● STATED TASK A:
What is the weight of a gallon of gasoline, according to the passage about getting hydrogen from petroleum?

● PASSAGE GIVEN:

- - -

Not if you get your hydrogen from petroleum. Which is the most efficient source to use for hydrogen.

 

By that argument you should stop burning oil in any form because all the hydrogen in any hydrocarbon chain forms water.

direct burning of hydrocarbon chains:

2CnH2(n+1) + (3n+1)O2 ==> 2nCO2 + 2(n+1)H20 + energy

steam reformation of hydrocarbon chains to produce hydrogen:

2CnH2(n+1) + 4nH20 ==> 2nCO2 + 2(3n+1)H2

subsequent burning of hydrogen:

2H2 + O2 ==> 2H20 + energy

If you scale this equation properly you get:
2(3n+1)H2 + (3n+1)O2 ==> 2(3n+1)H20 + energy

now add the steam reformation and scaled hydrogen burning equation:

2CnH2(n+1) + 4nH20 ==> 2nCO2 + 2(3n+1)H2
+ 2(3n+1)H2 + (3n+1)O2 ==> 2(3n+1)H20 + energy
_________________________________________________

2CnH2(n+1) + 4nH20 + 2(3n+1)H2 + (3n+1)O2 ==> 2nCO2 + 2(3n+1)H2 + 2(3n+1)H20 + energy

now if we reduce this equation we get:

2CnH2(n+1) + (3n+1)O2 ==> 2nCO2 + 2(n+1)H20 + energy

Now if this equation looks familiar it is because it is the same as the direct burning of hydrocarbon chains.

2CnH2(n+1) + (3n+1)O2 ==> 2nCO2 + 2(n+1)H20 + energy

And also the argument that we would have a problem with global wetting is not accurate either.

In 2002 the world daily average consumption of gasoline was approximately 20,185,200 barrels per day. A barrel holds 42 US gallons. A gallon of gasoline weighs approximately 6 pounds. Which is the same as about 2700 grams per gallon. Now I am going to assume that gasoline can be thought of as 100% octane to simplify this calculation. 6.02 x 10^23 molecules of octane weigh approximately 114 grams. By dividing 2700 by 114 and multiplying this by 6.02 x 10^23 we find that there are approximately 140 x 10^23 molecules of octane in a gallon of gasoline. Now using the equation for the burning of octane:

2C8H18 + 2502 ==> 16CO2 + 18H2O

This means that for every octane molecule burned we get 9 water molecules.

- - -

● STATED TASK B:
From the entries below, pull out every line that contains the string "person". Case counts.

● RECORD SET:
- - -

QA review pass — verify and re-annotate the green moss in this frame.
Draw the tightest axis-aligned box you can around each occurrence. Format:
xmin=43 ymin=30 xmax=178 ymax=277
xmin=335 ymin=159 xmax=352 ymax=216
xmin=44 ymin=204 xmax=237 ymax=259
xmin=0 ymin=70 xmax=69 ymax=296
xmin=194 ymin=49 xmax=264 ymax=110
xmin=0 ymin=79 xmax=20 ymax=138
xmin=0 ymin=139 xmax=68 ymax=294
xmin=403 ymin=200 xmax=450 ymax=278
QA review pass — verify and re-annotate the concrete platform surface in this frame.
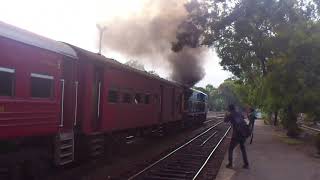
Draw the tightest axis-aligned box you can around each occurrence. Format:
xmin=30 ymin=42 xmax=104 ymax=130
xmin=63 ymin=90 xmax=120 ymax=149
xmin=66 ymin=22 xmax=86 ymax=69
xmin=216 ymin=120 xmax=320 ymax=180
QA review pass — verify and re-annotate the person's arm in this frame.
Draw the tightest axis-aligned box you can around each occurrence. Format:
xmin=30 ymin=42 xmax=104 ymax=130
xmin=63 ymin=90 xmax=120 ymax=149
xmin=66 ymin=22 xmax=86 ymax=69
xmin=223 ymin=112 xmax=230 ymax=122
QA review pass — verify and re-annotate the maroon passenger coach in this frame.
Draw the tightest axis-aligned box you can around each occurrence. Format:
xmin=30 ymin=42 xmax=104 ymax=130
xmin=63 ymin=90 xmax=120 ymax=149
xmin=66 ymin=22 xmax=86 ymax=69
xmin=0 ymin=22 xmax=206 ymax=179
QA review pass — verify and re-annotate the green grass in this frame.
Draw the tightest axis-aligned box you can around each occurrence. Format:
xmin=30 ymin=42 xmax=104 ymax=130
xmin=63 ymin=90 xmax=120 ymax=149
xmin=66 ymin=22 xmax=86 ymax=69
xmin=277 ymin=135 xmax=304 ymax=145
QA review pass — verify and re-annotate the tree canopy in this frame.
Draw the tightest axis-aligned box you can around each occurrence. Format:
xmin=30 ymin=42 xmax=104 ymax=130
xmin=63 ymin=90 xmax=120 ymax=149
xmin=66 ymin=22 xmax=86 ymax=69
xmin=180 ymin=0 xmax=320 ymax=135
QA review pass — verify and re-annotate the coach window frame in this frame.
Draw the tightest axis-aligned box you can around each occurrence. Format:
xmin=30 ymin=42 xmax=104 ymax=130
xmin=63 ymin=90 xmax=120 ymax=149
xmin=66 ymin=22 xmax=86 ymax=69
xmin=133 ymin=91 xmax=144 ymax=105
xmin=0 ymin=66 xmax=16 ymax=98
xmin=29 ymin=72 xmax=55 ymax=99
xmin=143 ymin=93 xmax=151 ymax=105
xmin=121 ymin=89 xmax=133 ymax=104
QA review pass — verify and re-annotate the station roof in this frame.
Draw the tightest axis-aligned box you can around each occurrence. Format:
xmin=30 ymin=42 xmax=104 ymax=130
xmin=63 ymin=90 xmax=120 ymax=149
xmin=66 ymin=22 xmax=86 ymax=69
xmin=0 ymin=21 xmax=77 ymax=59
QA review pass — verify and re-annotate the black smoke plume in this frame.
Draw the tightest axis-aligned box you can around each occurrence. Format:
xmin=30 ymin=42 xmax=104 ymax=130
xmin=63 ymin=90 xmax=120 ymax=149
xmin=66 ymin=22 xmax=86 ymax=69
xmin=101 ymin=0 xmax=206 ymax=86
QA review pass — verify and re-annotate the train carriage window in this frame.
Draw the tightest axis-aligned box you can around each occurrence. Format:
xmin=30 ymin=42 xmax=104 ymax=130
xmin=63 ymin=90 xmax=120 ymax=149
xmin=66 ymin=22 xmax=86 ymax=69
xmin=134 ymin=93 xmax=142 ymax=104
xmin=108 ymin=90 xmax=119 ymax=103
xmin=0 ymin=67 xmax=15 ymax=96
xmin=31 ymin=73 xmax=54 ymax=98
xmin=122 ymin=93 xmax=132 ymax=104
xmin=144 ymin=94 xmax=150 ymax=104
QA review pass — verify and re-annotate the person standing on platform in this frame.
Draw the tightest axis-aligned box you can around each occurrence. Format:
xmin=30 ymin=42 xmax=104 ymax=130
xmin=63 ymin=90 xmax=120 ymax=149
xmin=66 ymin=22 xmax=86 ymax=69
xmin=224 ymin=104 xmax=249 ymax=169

- - -

● RESPONSE A:
About 6 pounds, which the passage gives as about 2700 grams.

● RESPONSE B:
QA review pass — verify and re-annotate the person's arm in this frame.
QA review pass — verify and re-annotate the person standing on platform in this frame.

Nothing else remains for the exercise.